About this task: Once you find the line with "point like [12,52]." in the data below, transcribe exactly each line from there to the line with "point like [195,87].", inclusive, and nothing else. Drop the pictures.

Referring expression data
+===+
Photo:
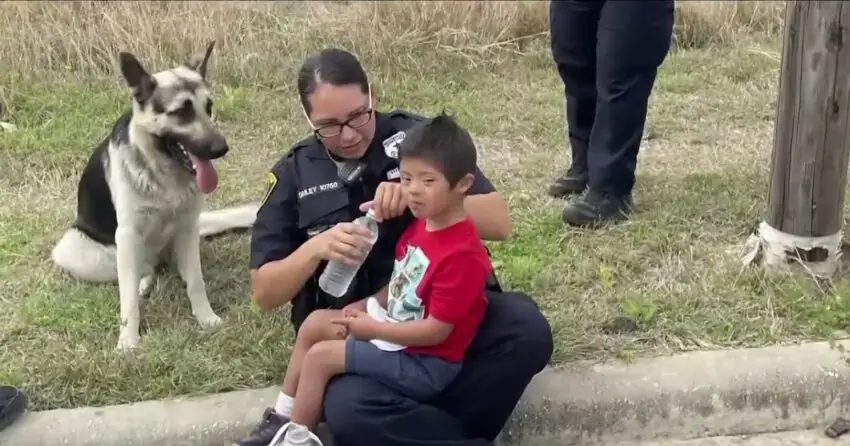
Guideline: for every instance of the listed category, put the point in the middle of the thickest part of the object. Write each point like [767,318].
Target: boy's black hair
[442,141]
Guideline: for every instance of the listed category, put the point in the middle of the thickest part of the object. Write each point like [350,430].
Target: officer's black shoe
[264,432]
[597,208]
[13,403]
[570,183]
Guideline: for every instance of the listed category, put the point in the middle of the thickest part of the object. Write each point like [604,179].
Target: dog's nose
[218,149]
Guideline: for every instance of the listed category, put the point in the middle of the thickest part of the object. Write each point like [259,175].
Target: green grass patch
[673,269]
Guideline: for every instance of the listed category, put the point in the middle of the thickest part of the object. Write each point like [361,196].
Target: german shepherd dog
[140,197]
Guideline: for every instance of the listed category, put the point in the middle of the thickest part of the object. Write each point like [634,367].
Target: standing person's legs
[633,41]
[572,25]
[513,344]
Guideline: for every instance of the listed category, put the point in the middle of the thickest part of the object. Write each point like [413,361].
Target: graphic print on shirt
[402,302]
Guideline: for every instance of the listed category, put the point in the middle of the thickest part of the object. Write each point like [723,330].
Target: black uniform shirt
[306,197]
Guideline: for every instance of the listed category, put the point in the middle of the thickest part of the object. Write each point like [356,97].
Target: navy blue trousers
[608,53]
[513,344]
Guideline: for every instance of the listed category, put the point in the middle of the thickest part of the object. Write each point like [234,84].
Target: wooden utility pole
[811,141]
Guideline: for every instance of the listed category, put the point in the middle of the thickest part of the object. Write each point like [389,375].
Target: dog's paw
[127,342]
[208,319]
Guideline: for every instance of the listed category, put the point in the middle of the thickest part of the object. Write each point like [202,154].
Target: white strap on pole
[774,246]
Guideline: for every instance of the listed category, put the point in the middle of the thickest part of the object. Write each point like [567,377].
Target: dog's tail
[228,219]
[84,258]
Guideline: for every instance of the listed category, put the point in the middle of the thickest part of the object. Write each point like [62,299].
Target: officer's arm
[281,263]
[488,209]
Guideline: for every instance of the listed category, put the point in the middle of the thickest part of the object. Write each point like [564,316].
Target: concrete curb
[686,396]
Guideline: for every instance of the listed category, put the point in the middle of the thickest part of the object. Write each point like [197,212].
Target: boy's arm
[455,287]
[380,295]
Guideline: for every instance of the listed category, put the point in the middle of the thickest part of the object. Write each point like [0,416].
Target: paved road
[799,438]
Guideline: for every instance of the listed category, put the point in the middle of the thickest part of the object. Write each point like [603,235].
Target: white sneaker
[291,434]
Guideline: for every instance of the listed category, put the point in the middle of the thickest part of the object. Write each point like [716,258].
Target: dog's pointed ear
[140,82]
[199,61]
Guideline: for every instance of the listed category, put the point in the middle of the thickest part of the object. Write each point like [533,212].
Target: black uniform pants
[608,53]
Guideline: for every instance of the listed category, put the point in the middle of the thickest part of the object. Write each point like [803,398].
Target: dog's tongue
[205,174]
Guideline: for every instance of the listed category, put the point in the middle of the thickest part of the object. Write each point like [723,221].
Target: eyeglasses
[354,122]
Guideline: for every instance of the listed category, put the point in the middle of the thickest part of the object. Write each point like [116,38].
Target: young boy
[412,335]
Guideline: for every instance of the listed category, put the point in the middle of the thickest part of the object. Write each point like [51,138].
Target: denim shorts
[415,376]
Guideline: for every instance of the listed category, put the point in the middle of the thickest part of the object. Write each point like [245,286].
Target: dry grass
[701,184]
[262,41]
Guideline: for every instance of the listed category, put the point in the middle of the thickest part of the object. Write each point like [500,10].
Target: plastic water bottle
[337,276]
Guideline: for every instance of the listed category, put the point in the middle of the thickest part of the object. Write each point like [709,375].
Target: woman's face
[343,118]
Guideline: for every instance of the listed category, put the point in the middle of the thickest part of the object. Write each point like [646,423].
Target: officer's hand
[345,242]
[389,201]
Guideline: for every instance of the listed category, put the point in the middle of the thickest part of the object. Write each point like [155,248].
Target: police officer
[608,53]
[315,192]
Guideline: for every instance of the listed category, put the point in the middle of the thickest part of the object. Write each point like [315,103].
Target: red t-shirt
[441,274]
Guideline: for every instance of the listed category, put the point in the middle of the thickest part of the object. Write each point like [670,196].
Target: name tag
[391,144]
[312,232]
[313,190]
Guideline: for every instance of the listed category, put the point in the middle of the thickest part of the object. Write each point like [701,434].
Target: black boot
[13,403]
[597,208]
[570,183]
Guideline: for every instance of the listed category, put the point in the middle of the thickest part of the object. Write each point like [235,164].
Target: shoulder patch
[391,144]
[271,182]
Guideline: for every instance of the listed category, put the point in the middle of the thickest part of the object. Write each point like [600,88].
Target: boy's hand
[389,201]
[360,305]
[359,324]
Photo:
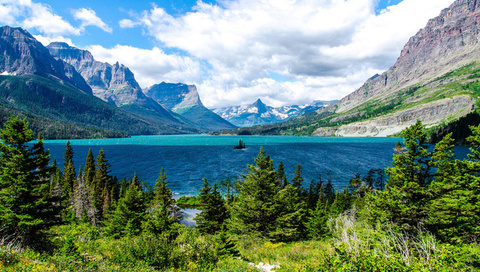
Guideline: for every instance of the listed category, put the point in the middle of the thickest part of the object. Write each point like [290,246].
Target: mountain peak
[59,45]
[23,54]
[262,108]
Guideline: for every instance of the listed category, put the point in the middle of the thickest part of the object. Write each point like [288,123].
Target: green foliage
[188,202]
[127,218]
[25,209]
[214,213]
[262,207]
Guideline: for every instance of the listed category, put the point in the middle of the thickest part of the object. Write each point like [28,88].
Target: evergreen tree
[163,194]
[164,215]
[315,192]
[281,176]
[297,179]
[210,220]
[255,209]
[130,212]
[454,208]
[89,172]
[102,182]
[67,154]
[404,200]
[262,208]
[289,224]
[317,222]
[68,179]
[25,207]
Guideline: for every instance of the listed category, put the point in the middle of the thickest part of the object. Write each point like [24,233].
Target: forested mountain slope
[435,79]
[56,99]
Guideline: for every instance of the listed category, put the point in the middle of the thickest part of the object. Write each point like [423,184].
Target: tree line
[424,190]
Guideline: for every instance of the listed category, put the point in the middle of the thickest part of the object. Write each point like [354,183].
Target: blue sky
[282,51]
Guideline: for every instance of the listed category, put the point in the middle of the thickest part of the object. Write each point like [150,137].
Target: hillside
[184,100]
[435,79]
[259,113]
[58,102]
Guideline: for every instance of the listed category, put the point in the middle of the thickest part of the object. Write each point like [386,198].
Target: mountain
[184,100]
[259,114]
[57,101]
[23,54]
[435,79]
[115,84]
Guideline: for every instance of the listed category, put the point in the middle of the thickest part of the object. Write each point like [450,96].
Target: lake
[187,159]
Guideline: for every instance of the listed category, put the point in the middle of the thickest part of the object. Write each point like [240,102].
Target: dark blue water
[189,159]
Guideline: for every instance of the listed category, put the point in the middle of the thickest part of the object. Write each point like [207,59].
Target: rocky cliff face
[448,42]
[260,114]
[115,84]
[21,53]
[175,96]
[183,99]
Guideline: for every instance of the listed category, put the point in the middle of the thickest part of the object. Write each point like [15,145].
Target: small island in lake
[241,145]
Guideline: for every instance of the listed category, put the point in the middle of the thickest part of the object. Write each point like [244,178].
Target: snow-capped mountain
[260,114]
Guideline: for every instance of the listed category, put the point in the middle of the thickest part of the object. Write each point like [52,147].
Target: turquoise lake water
[187,159]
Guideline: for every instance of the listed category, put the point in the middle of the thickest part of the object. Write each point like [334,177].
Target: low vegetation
[420,214]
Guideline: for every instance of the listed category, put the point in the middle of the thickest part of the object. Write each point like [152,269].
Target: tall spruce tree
[255,209]
[281,176]
[163,214]
[25,208]
[260,208]
[454,208]
[214,213]
[130,212]
[405,197]
[89,170]
[298,179]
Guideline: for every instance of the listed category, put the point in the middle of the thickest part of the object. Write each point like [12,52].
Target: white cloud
[39,16]
[90,18]
[151,66]
[126,23]
[325,48]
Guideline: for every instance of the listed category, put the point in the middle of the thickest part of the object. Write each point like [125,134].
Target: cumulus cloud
[151,66]
[323,49]
[90,18]
[35,15]
[39,16]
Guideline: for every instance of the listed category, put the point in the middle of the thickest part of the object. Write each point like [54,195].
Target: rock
[260,114]
[184,100]
[21,54]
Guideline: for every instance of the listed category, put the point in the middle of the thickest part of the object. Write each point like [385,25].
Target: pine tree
[454,208]
[281,176]
[130,212]
[89,171]
[102,181]
[317,222]
[405,197]
[263,207]
[291,214]
[297,179]
[255,208]
[164,214]
[214,213]
[25,207]
[163,194]
[67,154]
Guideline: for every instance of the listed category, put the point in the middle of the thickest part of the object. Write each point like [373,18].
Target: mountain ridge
[435,79]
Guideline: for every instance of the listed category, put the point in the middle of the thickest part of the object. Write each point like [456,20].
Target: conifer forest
[420,214]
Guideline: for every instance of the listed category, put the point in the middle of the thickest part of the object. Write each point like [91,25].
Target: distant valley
[435,79]
[260,114]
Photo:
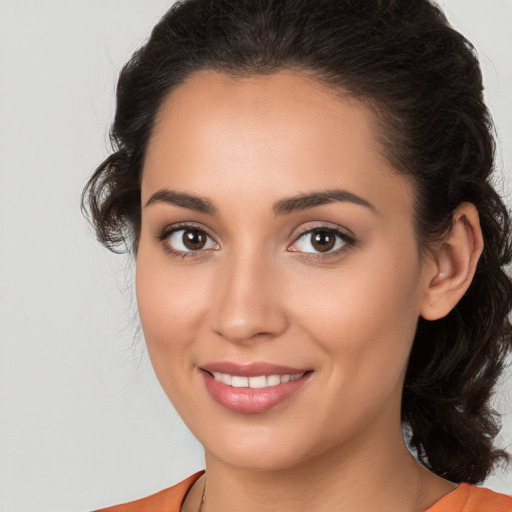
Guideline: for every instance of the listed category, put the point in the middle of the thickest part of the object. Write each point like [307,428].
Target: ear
[453,264]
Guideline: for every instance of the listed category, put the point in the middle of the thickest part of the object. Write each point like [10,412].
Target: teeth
[240,382]
[257,382]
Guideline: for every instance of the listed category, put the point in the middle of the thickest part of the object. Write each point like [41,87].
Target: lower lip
[249,400]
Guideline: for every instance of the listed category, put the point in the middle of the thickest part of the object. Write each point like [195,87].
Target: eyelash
[347,239]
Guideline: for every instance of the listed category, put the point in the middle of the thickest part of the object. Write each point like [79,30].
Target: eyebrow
[282,207]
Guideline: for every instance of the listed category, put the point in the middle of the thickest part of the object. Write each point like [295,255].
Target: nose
[247,301]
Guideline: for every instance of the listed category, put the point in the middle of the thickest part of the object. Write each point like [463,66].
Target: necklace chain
[203,498]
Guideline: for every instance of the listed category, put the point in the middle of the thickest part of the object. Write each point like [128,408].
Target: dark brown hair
[423,81]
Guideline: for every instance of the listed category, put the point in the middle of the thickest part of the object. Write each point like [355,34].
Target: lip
[250,400]
[251,369]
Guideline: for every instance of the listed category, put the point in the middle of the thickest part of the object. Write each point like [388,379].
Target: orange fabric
[466,498]
[168,500]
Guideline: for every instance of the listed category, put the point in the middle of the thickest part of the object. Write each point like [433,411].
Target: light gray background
[83,422]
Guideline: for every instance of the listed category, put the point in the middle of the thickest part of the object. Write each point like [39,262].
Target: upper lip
[250,369]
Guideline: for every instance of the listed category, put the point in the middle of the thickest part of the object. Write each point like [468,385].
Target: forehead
[266,136]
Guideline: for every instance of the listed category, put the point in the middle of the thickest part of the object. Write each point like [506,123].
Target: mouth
[253,388]
[256,382]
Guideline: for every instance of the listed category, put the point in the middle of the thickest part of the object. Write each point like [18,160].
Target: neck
[352,478]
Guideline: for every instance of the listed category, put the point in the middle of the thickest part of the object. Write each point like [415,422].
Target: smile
[256,382]
[252,388]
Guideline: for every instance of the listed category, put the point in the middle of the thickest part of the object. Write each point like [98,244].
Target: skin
[256,292]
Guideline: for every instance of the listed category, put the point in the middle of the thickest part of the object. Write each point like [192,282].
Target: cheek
[169,304]
[363,316]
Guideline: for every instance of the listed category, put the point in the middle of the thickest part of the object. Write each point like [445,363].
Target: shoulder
[468,498]
[168,500]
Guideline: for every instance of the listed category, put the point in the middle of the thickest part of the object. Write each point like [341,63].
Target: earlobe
[454,263]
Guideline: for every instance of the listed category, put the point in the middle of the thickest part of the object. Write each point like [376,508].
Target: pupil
[194,239]
[323,241]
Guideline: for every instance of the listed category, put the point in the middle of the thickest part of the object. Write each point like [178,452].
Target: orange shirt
[466,498]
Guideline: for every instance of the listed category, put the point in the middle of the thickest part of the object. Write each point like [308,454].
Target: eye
[322,240]
[181,240]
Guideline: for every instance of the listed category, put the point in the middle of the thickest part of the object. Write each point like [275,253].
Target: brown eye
[189,239]
[323,241]
[194,240]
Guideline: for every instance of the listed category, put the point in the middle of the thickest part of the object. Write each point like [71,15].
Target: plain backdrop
[83,422]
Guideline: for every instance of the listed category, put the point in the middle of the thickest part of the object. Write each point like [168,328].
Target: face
[279,281]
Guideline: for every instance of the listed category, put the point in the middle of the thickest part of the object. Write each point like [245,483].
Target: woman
[306,189]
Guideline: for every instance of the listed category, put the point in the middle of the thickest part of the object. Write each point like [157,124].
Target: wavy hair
[422,80]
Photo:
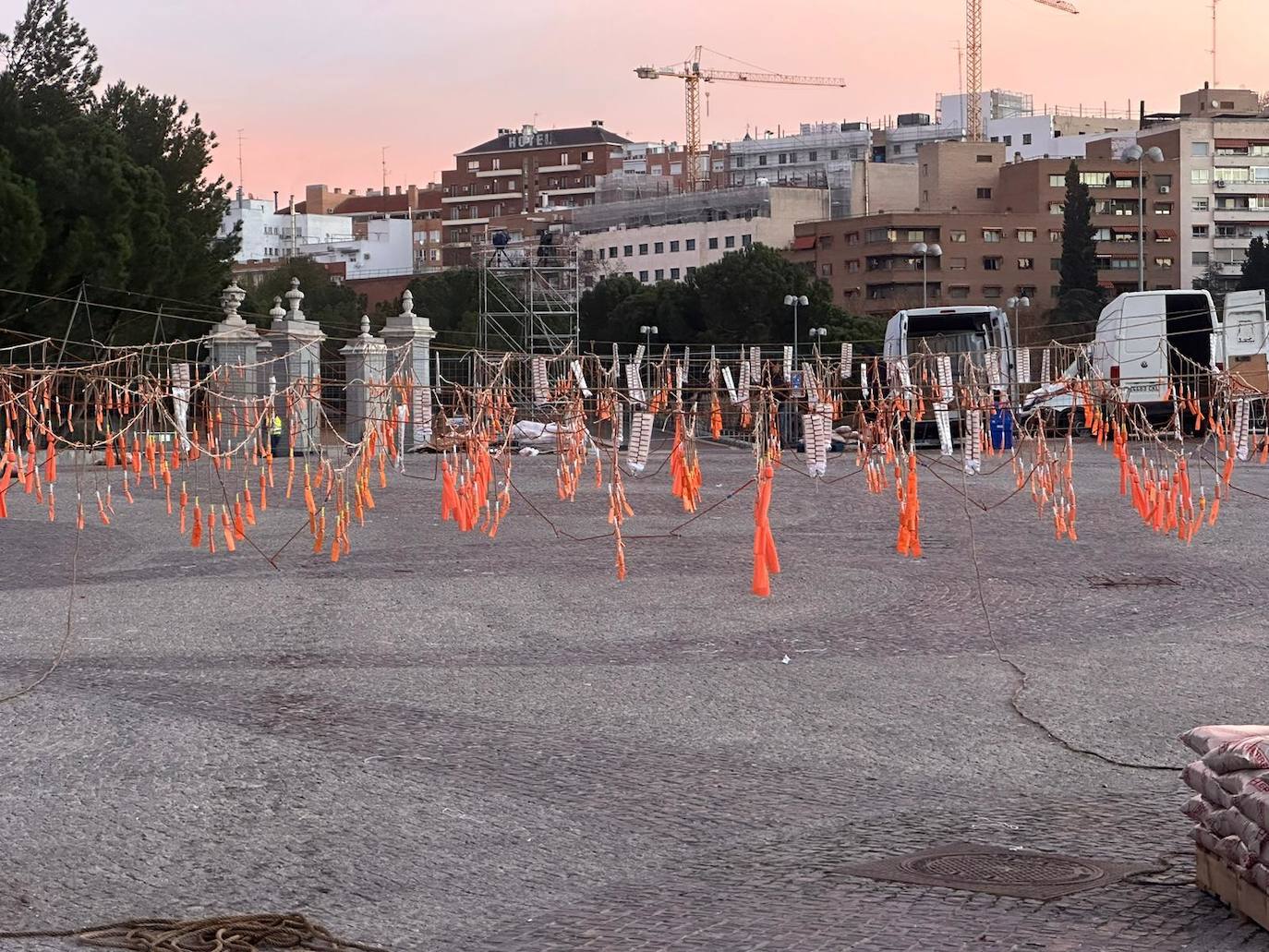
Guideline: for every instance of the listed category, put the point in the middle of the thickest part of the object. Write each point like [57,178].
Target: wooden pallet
[1215,877]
+===+
Solution to this task:
Guideline: for every instance of the listed category, put the point in the middle of the thickest part of the object. Write each point like [12,52].
Target: white cloud
[39,16]
[90,18]
[151,66]
[126,23]
[325,48]
Guideline: for every instance of the listed category, put the point in the middle of the thickest part of the object. Write each point like [125,134].
Target: cumulus cloud
[151,66]
[323,49]
[90,18]
[35,15]
[39,16]
Guideline: for every instance of the listed category, put the point in the middle of the thickest part of the object. Write each point like [54,195].
Target: rock
[260,114]
[184,100]
[21,54]
Guideline: for every instance of the listed category, put the point in the middle of the thickest part of the object. Write each point like [385,25].
Target: pine tree
[454,208]
[281,176]
[130,212]
[89,171]
[102,181]
[317,222]
[405,197]
[263,207]
[291,214]
[297,179]
[255,208]
[164,214]
[214,213]
[25,207]
[163,194]
[67,154]
Guideline: for every instance of the listed category, put the point in the middle of the thickest part of the object. Write each point like [373,18].
Target: mountain ridge
[435,79]
Guideline: for every instance of the listed category, put the point in the middle of the thickest part of the object. Write each point like [456,20].
Target: conifer forest
[420,214]
Guideline: for every instance of the listed category, put the point in the middle of the thickest part of the object. Write each point like [91,25].
Target: distant valley
[435,79]
[260,114]
Photo:
Guideline: for every instance of the listed category, put the point in the middle of the thickest part of the object. Write each point like [307,428].
Target: ear
[453,264]
Guideline: for every instance of the listed category, put the point in the middle of the thickest part of the object. Write each point like [10,412].
Target: teeth
[240,382]
[257,382]
Guideline: for every instance of the listed category, put the point in the middle of the thickest part of the object. Write each point like [41,87].
Target: lower lip
[249,400]
Guideline: for every instance of the listed category, put the point in the middle of the thickest part of the object. Write each point like [195,87].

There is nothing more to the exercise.